Telle est la femme qui va entrer dans la vie de Saccard. D’abord son intendante, aimant ce prodigue comme on aime les enfants mauvais sujets [63], elle devient sa maîtresse par une sorte de paralysie de sa volonté, un jour de gros chagrin où elle a appris la défection de son ami Beaudoin [64]; c’est entre elle et Saccard un ménage de raison, où elle est presque maternelle, d’une affection calmante [175], puis, quand la douleur d’une trahison lui révèle qu’elle l’aime vraiment, elle veut rester supérieure à l’angoisse du partage, dégagée de l’égoïsme charnel de J’amour. Et si elle aime Saccard, ce bandit du trottoir financier, c’est parce qu’elle le voit, actif et brave, créer un monde, faire de la vie [9-149]. Son amour traverse de longues crises. Elle ne veut plus juger Saccard, trouvant qu’il y a en lui du pire et du meilleur [174]; des doutes l’assaillent, elle maudit l’argent pourrisseur, empoisonneur, qui dessèche les âmes, en chasse la bonté, la tendresse, l’amour des autres [239], puis, elle comprend que cet argent abominable est le fumier par lequel poussent les grandes entreprises vivantes et fécondes.

Saccard l’épouvante dans ses deux fils, Victor tombé à la plus affreuse déchéance [161] et le joli Maxime, d’un si froid égoïsme, qui l’initie aux hontes du passé [238]. Elle est sans cesse torturée dans ses instincts d’équité et de droiture. Plus tard, devant les désastres accumulés par la Banque Universelle, sa propre ruine, le déshonneur de son frère, tant de fortunes effondrées, tant de victimes connues et inconnues tombées au ruisseau ou réfugiées dans la mort, elle a un cri d’exécration contre Saccard. Mais l’éternelle question se pose en elle: Est-ce un coquin? Est-ce un héros? [498]. Sa croyance à l’utilité de l’effort vaincra jusqu’au bout et elle oubliera les saletés et les crimes dont l’argent est la cause ; elle en acceptera les hontes inévitables, comme on accepte les souillures de l’amour, nécessaires pour créer la vie. (L’Argent.)

◆ OBJECTIF ◆
Poursuivez le passage sur la femme qui entre dans la vie de Saccard, à la suite de sa dernière phrase. Les items n'interviennent pas dans ce travail.

Entrées de données extraites:
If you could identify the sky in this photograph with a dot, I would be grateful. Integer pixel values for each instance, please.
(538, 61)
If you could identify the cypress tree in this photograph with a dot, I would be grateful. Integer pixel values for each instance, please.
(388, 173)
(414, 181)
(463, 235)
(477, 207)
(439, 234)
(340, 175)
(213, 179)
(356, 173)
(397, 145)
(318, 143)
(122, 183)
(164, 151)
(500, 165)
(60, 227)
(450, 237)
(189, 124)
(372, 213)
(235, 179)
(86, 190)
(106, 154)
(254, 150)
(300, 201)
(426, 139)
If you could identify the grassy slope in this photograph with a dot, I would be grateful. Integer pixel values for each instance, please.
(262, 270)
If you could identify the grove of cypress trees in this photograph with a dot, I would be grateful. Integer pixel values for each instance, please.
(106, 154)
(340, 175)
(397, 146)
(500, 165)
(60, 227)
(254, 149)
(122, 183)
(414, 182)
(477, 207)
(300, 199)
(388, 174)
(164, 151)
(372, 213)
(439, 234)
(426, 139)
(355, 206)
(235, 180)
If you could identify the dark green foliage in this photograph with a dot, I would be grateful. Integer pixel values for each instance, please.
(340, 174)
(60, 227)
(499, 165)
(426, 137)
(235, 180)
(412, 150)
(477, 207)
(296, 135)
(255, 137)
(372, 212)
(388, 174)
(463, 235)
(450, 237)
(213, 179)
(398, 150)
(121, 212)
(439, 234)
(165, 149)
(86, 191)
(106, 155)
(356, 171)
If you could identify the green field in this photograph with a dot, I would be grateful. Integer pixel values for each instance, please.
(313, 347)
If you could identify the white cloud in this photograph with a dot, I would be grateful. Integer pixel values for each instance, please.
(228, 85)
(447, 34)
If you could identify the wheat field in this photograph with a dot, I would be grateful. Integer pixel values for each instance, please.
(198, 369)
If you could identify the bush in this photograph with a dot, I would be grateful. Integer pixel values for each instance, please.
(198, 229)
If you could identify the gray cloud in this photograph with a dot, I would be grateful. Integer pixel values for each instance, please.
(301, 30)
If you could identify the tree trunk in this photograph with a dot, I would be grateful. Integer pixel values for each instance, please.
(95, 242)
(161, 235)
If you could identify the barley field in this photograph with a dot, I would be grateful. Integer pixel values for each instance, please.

◆ RÉPONSE ATTENDUE ◆
Carouble. — Boulanger à Montsou. Son commerce périclite par la concurrence de Maigrat [284]. (Germinal.)

Casimir. — Débit de boissons, sur la route de Montsou [169]. (Germinal.)

Cassoute. — Terrassier habitant Plassans, grand gaillard de peu de cervelle. Il fait partie du groupe d’insurgés qui accompagne Antoine Macquart chez les Rougon; on le laisse en faction pour signaler la rentrée de Pierre [183] et, renvoyé par celui-ci à la mairie, il s’y laisse arrêter comme un mouton. [281]. (La Fortune des Rougon.)

Catherine. — Bonne de Granoux. Elle parlemente longtemps avant d’introduire Pierre Bougon et Roudier, qui viennent chercher son maître pour sauver Plassans [271]. (La Fortune des Rougon.)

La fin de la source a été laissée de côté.